Entries drawn from a collection:
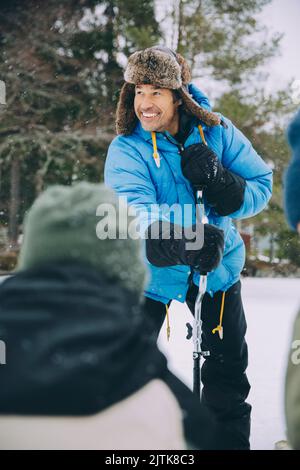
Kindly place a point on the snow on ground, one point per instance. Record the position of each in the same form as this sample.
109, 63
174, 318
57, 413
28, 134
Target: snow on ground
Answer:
270, 306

## SHORT PROBLEM:
Could you extract every line of text from the records verbatim, leaving the pictures out?

## FULL ANSWER:
Kindly place a point on the snow on ground, one point per instance. Record the position of each in the same form as this sample.
109, 63
174, 318
57, 413
28, 134
Target: snow on ground
Answer:
270, 306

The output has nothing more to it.